■ **Activity**
Your whole reply should be the lines from the one that contains "Phrase: man's head" through the last line of the listing, copied exactly.

■ **Information supplied**
• • • • •

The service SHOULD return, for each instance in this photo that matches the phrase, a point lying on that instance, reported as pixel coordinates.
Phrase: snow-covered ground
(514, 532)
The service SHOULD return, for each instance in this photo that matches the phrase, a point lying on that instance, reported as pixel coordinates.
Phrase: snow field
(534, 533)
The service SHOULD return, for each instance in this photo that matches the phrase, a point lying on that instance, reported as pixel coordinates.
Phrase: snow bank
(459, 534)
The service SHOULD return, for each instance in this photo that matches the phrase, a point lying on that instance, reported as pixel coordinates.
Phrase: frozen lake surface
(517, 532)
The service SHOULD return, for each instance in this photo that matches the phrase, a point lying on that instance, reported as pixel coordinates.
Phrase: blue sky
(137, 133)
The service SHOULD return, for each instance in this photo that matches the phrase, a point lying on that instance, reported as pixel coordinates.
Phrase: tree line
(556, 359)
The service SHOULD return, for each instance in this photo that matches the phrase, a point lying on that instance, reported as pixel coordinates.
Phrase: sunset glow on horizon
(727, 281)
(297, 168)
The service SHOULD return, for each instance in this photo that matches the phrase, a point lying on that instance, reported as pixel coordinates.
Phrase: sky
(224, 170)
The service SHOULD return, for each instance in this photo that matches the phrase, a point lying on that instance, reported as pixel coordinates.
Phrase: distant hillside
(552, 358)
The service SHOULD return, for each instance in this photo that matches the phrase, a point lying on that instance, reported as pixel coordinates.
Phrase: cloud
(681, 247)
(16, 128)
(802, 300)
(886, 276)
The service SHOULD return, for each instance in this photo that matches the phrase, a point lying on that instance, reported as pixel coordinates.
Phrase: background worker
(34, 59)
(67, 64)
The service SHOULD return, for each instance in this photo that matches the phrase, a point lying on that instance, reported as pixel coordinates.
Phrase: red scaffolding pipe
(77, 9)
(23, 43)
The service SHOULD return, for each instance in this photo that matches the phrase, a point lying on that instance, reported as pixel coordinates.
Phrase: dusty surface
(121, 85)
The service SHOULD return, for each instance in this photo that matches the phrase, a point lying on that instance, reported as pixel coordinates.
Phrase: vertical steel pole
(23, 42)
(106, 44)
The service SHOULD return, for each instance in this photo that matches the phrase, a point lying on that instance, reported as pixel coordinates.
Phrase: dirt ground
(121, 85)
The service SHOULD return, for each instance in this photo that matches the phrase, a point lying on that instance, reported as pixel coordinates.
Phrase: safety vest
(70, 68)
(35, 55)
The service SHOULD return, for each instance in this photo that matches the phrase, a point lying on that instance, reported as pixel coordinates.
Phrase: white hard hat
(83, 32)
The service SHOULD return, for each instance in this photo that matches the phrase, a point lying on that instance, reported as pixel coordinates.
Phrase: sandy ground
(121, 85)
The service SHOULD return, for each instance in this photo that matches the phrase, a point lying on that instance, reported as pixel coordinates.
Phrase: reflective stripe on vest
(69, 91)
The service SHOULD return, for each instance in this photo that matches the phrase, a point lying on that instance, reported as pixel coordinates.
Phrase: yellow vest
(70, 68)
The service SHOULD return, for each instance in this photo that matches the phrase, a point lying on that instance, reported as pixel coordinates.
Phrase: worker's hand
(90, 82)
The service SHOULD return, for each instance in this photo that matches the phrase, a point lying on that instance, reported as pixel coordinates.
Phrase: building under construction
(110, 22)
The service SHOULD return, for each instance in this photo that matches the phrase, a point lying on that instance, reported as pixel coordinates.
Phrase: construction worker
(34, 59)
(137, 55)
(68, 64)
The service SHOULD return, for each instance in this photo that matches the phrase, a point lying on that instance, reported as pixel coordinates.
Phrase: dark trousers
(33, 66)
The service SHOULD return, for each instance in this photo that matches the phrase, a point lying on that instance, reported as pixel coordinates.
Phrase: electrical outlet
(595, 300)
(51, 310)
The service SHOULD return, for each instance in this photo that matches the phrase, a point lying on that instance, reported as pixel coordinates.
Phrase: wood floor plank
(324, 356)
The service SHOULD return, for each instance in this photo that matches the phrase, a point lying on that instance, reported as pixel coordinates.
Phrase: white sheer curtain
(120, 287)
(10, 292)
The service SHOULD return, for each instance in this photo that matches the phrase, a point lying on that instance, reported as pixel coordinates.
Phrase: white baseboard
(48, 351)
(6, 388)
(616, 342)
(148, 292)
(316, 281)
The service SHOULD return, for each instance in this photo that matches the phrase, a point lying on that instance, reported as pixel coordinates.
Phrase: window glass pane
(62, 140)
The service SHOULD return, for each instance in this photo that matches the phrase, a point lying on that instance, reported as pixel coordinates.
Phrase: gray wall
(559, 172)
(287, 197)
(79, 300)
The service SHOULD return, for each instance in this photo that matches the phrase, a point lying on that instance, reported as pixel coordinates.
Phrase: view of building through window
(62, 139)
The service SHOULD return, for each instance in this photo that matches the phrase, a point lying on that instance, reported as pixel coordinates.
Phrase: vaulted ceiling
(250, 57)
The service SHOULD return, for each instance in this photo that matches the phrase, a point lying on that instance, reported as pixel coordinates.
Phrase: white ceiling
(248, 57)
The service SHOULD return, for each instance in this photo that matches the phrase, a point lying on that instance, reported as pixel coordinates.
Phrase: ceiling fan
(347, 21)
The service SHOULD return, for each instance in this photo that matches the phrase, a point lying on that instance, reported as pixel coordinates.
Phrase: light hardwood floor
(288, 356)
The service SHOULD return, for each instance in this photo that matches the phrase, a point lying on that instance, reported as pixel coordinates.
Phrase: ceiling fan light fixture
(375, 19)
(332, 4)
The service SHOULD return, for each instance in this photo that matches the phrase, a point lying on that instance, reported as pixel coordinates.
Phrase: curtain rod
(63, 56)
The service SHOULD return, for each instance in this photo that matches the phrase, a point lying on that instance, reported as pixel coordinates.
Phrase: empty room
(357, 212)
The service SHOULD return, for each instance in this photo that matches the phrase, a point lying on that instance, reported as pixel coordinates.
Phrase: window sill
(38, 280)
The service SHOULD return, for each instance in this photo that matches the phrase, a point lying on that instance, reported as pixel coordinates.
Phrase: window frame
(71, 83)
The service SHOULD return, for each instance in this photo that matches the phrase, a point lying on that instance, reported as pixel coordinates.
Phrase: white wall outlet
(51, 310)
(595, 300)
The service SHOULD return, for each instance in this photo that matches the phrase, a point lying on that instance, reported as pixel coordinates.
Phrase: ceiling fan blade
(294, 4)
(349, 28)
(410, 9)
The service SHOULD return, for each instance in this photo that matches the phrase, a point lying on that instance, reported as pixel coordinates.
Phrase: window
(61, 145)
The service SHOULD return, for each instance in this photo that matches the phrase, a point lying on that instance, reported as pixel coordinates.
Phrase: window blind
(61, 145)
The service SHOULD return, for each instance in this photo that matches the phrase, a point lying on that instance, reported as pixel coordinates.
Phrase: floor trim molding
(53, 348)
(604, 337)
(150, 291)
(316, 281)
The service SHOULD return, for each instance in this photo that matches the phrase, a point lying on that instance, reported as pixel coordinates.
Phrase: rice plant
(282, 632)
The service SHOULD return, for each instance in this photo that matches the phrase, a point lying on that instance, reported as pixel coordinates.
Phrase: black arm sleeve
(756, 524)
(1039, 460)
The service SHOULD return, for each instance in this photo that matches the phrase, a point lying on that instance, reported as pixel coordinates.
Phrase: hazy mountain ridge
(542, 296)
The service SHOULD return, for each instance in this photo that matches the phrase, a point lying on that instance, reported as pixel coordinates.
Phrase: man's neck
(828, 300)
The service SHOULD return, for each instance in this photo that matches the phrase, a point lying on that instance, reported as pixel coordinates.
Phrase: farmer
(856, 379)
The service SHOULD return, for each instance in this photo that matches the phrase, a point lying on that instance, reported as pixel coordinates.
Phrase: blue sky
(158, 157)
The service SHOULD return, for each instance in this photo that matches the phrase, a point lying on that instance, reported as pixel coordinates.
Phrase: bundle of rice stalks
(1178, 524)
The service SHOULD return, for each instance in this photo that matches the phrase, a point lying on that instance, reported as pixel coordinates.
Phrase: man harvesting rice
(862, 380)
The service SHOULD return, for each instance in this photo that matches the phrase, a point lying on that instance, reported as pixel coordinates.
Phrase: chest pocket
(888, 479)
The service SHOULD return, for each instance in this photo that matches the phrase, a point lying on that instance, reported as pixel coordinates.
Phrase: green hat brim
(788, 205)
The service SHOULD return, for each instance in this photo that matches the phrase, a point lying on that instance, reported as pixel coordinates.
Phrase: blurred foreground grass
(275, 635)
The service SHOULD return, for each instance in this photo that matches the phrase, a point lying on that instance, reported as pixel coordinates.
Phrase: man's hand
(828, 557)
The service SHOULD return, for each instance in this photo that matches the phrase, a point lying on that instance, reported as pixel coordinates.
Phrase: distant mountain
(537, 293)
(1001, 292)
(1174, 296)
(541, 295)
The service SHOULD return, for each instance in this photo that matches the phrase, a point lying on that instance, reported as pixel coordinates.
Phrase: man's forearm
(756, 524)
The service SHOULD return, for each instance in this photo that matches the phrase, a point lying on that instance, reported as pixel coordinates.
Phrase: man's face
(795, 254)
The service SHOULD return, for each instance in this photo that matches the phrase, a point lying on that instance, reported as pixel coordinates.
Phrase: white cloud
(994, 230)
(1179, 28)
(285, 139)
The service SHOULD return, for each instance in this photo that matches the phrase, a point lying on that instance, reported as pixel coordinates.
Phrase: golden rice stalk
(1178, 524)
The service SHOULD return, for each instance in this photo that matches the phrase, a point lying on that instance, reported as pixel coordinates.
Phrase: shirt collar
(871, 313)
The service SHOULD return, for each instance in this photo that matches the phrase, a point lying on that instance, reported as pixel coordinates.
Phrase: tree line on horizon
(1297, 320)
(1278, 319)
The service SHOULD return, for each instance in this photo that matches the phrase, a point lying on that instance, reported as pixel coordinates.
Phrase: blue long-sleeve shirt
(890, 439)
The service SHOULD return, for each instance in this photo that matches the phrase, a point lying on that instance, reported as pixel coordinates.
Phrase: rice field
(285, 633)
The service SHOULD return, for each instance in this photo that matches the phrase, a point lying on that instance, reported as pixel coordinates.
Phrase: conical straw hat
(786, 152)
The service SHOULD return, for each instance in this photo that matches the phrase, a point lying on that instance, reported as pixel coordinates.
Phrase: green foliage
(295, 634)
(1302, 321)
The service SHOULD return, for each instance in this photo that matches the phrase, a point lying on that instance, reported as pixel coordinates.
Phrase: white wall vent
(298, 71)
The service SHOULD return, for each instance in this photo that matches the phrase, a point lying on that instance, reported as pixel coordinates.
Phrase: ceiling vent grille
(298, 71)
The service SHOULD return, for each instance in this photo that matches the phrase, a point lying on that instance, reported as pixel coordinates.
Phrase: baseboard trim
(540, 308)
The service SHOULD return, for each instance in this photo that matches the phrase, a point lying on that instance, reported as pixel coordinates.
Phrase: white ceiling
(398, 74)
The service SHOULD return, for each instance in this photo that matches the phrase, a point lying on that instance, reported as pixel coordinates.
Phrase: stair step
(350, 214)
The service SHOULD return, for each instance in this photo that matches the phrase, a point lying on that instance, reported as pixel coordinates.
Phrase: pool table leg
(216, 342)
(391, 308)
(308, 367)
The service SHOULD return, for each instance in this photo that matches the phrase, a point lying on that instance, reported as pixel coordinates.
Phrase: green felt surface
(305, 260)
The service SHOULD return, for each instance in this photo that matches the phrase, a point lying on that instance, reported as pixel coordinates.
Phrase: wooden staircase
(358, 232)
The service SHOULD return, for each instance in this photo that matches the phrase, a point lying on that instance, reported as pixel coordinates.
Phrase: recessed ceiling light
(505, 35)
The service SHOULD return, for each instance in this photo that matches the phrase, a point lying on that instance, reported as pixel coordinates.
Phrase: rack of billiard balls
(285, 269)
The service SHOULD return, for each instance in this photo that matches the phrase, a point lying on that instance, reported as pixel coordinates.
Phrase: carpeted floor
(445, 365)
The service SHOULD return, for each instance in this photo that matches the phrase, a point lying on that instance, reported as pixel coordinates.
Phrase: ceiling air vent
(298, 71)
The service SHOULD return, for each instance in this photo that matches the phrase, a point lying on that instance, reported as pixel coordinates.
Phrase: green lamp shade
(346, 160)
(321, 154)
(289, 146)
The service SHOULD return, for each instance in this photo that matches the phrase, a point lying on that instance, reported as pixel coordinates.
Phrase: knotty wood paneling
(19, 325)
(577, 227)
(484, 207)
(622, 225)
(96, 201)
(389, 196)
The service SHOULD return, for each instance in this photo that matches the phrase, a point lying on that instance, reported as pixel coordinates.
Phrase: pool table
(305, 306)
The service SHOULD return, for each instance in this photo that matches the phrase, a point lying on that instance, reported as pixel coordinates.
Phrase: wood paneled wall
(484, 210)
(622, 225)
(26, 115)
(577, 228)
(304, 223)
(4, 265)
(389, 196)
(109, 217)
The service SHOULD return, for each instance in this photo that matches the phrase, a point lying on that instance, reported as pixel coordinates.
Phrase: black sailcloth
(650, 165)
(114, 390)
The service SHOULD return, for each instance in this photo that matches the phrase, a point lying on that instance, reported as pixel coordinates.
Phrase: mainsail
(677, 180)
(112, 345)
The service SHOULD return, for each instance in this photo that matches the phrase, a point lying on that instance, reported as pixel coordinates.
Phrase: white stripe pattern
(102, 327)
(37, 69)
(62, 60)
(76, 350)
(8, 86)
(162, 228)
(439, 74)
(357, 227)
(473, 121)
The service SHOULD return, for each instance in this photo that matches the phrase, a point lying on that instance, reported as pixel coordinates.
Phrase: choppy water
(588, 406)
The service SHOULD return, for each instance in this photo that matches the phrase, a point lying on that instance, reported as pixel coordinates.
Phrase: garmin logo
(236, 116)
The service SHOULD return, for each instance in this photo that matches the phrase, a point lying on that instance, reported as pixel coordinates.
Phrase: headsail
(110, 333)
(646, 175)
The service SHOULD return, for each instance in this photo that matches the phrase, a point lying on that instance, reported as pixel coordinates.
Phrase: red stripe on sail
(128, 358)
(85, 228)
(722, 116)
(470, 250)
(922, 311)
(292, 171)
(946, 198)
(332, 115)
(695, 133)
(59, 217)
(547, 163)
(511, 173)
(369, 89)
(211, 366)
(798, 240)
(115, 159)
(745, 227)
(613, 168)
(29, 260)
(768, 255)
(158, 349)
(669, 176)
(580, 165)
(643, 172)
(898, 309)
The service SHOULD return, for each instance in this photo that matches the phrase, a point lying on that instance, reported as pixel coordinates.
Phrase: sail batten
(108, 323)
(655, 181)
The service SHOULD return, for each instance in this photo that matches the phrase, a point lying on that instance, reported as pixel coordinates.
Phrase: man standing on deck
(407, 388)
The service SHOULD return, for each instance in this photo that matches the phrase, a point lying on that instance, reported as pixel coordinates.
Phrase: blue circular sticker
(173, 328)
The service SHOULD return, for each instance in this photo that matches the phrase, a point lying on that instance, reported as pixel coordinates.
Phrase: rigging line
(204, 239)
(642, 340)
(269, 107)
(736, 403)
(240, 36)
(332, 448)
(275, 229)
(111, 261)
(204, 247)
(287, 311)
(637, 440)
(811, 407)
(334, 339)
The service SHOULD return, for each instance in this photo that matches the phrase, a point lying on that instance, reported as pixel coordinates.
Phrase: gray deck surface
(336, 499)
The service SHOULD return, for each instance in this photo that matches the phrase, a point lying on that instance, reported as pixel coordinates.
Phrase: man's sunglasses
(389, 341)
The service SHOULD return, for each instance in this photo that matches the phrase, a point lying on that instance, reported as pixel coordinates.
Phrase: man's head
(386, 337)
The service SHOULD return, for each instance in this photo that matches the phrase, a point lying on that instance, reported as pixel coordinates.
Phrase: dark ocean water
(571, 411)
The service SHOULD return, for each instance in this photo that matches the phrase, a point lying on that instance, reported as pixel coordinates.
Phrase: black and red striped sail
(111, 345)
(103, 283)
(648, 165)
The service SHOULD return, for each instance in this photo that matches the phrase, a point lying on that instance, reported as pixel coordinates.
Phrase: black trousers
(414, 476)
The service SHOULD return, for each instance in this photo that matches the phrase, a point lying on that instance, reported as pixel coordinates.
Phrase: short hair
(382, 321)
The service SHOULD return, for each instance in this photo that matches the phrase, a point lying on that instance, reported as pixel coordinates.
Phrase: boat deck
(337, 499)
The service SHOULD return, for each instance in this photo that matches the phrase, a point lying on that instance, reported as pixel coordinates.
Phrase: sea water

• • • • •

■ **Output of the task**
Phrase: man's head
(386, 337)
The service SHOULD return, for each instance in this photo that matches the phrase, a point lying on that instance, reported as pixel coordinates.
Phrase: dark ocean water
(571, 411)
The service SHOULD return, for each instance in this photo that matches the phrase, a point lying on that instance, reported as pixel coordinates.
Phrase: black and red striped sail
(111, 345)
(103, 283)
(648, 165)
The service SHOULD return, for each instance in this photo that matches the phrase, a point lying on that instance, reported as pixel coordinates.
Phrase: black trousers
(414, 476)
The service SHOULD return, for each instance in this photo that matches the phrase, a point lying on that instance, reported as pixel coordinates.
Phrase: short hair
(382, 321)
The service SHOULD return, for each instance in this photo that matches the phrase, a point lying on that instance, reported as pixel coordinates.
Phrase: boat deck
(337, 499)
The service SHOULD return, for each instance in this photo that matches the phrase, a point lying on that instance, reported as pixel coordinates.
Phrase: sea water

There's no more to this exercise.